■ YOUR OBJECTIVE ■
Copy out all of the entries, keeping every word the same.

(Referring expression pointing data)
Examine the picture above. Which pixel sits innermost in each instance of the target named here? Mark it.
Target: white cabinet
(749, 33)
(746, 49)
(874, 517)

■ RESPONSE TO THE EXERCISE ■
Examine the picture above. Which pixel sits innermost in each instance of the target named here? Mark it.
Target: white cabinet
(749, 33)
(746, 49)
(874, 517)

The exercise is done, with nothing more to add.